**What to work on:**
Write out the whole listing, matching it exactly.

**Record excerpts:**

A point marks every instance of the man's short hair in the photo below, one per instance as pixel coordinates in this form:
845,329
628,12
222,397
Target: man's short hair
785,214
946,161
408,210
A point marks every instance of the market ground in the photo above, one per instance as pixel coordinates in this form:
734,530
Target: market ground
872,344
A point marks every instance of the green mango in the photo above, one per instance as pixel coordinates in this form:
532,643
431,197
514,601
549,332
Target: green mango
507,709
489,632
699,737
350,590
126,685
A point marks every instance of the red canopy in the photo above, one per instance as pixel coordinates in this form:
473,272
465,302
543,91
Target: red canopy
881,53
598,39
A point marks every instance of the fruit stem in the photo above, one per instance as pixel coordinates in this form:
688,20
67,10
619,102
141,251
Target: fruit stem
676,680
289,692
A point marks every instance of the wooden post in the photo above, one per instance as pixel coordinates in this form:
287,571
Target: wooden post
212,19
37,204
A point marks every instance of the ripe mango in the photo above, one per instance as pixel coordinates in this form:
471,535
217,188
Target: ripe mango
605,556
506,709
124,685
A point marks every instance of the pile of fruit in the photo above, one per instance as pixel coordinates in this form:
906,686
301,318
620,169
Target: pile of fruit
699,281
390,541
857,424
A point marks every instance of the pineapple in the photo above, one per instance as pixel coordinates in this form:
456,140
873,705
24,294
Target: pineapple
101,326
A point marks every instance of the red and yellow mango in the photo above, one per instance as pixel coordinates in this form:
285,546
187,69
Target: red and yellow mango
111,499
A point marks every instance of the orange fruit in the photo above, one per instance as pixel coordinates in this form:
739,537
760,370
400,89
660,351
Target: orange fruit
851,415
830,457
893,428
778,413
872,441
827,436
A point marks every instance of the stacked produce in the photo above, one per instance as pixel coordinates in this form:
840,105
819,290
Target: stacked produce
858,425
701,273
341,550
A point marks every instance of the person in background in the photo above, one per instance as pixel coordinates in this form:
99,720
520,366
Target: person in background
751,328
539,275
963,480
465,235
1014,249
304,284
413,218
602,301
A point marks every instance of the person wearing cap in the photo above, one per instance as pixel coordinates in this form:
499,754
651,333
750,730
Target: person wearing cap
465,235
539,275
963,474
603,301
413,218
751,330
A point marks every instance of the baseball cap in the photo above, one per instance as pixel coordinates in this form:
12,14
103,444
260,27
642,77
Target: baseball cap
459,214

**Problem solution:**
A point marks every instance of the man's short hair in the photo below, one per instance as pixel coordinates in this form:
845,329
628,12
222,397
Target: man's short hair
785,214
946,161
408,210
A point marks every instance of the market ground in the photo above, one per instance as pixel coordinates in this form:
734,530
Target: market ground
872,344
A point marks every instance of the green mango in the photo above, one per instance as pixel coordinates in this form:
532,643
431,197
514,601
549,332
Target: green mango
507,709
489,632
699,737
350,590
126,685
A point marks every instance of the red canopy in the photo above, one per instance as pixel coordinates in this form:
473,272
465,302
543,91
Target: red canopy
881,53
598,39
A point marks every instance of the fruit stem in the photo above, one per instance as pixel coordinates in this form:
688,20
67,10
619,102
141,251
Target: fruit stem
676,680
289,692
A point marks every instance of the wooden post in the photo above, one per instance as pixel coordinates in this form:
287,571
Target: wooden post
212,19
37,204
A point marks every instance of the ripe mango in the photo above, one per instance as pixel coordinates in this form:
471,535
217,188
Target: ripe mango
605,556
506,709
124,685
A point marks every instance of the pile of fruit in the photo above, one per instance as pixel coordinates in this form:
906,686
301,318
620,169
Target: pile of fruit
699,281
390,541
857,424
A point marks every instance of the pineapple in the photo above, one per instance as pixel coordinates in this form:
456,140
873,705
24,294
Target: pineapple
101,326
A point marks every instance of the red and yellow mango in the photo above, one per instance as pixel coordinates in this form:
285,546
187,69
Target: red and yellow mango
111,499
A point marks every instance of the orange fruit in the photo above, one per instance as pixel coordinates in this form:
739,537
760,370
400,89
660,351
Target: orange fruit
851,415
830,457
893,428
778,413
872,441
827,436
A point marks every instance of the stacked produce in the photo above, one per instance as pixel coordinates in this form:
840,105
819,290
Target: stacked produce
858,425
701,273
341,550
A point marks every instance of the person in background in the photo above, one per instance as pixel coordinates in this form:
99,720
520,366
Target: person in background
751,328
539,275
963,480
465,235
1014,249
304,284
413,218
602,301
A point marks every instance of the person wearing cap in the photo above, one per instance as pixel coordinates in this form:
499,754
651,333
750,730
Target: person wearing cap
465,235
539,275
963,474
603,301
413,218
751,330
A point marks every instance of the baseball cap in the photo above, one per instance as pixel coordinates in this form:
12,14
103,444
260,27
642,77
Target: baseball cap
459,214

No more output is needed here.